— START Selected text —

On Tue, Mar 01, 2016 at 03:48:26PM -0800, Vikas Shivappa wrote:
Lot of the scheduling code was taken out from Tony's patch and a 3-4
lines of change were added in the intel_cqm_event_read. Since the timer
is no more added on every context switch this change was made.
It this here to confuse people or is there some actual information in
it?
Will fix
+/*
+ * MBM Counter is 24bits wide. MBM_CNTR_MAX defines max counter
+ * value
+ */
+#define MBM_CNTR_MAX 0xffffff
#define MBM_CNTR_WIDTH 24
#define MBM_CNTR_MAX ((1U << MBM_CNTR_WIDTH) - 1)
#define QOS_L3_OCCUP_EVENT_ID (1 << 0)
+/*
+ * MBM Event IDs as defined in SDM section 17.15.5
+ * Event IDs are used to program EVTSEL MSRs before reading mbm event counters
+ */
+enum mbm_evt_type {
+ QOS_MBM_TOTAL_EVENT_ID = 0x02,
+ QOS_MBM_LOCAL_EVENT_ID,
+ QOS_MBM_TOTAL_BW_EVENT_ID,
+ QOS_MBM_LOCAL_BW_EVENT_ID,
+};
QOS_L3_*_EVENT_ID is a define, these are an enum. Rather inconsistent.

— END Selected text —
— START Rows —

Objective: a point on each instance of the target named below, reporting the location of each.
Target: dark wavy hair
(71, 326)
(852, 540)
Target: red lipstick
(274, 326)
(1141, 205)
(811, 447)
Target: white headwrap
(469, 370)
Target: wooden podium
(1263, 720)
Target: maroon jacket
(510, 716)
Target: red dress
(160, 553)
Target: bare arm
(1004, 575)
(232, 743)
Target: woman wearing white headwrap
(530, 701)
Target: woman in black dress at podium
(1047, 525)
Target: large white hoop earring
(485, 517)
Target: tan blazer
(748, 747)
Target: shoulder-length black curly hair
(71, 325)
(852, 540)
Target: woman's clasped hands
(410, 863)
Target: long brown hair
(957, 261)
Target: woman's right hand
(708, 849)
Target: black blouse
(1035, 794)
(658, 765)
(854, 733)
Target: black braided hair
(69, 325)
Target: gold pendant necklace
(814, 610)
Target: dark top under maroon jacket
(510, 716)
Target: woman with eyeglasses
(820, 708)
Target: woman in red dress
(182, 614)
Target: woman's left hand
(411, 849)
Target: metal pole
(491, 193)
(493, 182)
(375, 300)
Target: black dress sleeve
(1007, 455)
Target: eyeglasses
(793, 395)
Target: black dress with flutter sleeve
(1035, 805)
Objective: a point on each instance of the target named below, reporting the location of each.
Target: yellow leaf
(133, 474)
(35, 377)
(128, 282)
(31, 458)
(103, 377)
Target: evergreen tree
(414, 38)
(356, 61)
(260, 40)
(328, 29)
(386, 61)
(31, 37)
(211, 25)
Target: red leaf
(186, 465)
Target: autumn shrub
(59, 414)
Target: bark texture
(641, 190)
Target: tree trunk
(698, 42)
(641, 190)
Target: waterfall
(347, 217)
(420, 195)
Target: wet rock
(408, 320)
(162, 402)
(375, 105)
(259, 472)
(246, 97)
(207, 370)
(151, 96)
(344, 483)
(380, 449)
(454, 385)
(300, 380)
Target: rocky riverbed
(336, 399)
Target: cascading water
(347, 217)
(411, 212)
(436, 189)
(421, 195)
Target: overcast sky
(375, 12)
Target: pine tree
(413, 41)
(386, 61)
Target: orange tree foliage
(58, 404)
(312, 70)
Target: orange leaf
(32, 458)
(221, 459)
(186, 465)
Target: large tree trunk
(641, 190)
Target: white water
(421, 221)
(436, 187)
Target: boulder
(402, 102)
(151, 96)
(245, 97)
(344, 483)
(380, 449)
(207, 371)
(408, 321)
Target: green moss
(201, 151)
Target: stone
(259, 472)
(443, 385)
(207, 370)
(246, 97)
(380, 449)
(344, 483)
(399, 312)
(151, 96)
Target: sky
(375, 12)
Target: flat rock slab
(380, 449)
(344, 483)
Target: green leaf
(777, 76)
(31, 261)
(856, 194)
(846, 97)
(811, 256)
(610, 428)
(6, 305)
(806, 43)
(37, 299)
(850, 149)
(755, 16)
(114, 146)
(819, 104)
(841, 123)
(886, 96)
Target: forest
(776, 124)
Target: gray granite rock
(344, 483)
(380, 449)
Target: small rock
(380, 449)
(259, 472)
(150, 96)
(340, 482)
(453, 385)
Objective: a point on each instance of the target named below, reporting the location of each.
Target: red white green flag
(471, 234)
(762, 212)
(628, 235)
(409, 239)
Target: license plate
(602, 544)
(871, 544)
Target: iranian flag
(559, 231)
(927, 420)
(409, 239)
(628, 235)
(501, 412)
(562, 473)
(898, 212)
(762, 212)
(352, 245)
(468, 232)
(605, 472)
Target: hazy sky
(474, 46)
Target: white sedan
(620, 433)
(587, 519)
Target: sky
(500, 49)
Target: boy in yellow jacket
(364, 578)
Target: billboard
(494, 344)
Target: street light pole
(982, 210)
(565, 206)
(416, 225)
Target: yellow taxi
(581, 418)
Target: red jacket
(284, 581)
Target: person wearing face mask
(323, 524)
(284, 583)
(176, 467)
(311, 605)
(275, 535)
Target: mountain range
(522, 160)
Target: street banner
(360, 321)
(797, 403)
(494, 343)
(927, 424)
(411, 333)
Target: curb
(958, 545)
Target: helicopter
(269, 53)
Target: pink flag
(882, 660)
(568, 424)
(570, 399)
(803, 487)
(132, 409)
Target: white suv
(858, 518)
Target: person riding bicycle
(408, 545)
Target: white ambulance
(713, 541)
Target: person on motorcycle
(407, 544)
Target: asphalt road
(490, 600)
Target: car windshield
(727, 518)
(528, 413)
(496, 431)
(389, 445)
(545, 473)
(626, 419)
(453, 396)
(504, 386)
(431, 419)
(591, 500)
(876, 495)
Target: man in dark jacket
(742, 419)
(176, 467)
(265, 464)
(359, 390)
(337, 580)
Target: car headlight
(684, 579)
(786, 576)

— END Rows —

* **Exercises**:
#1 In the patch review, how wide is the MBM counter?
#2 Rewrite everything in the patch review from "On Tue, Mar" down to "MBM_CNTR_WIDTH) - 1)", with "context switch" replaced by "task switch".

* **Responses by task**:
#1 24 bits.

#2
On Tue, Mar 01, 2016 at 03:48:26PM -0800, Vikas Shivappa wrote:
Lot of the scheduling code was taken out from Tony's patch and a 3-4
lines of change were added in the intel_cqm_event_read. Since the timer
is no more added on every task switch this change was made.
It this here to confuse people or is there some actual information in
it?
Will fix
+/*
+ * MBM Counter is 24bits wide. MBM_CNTR_MAX defines max counter
+ * value
+ */
+#define MBM_CNTR_MAX 0xffffff
#define MBM_CNTR_WIDTH 24
#define MBM_CNTR_MAX ((1U << MBM_CNTR_WIDTH) - 1)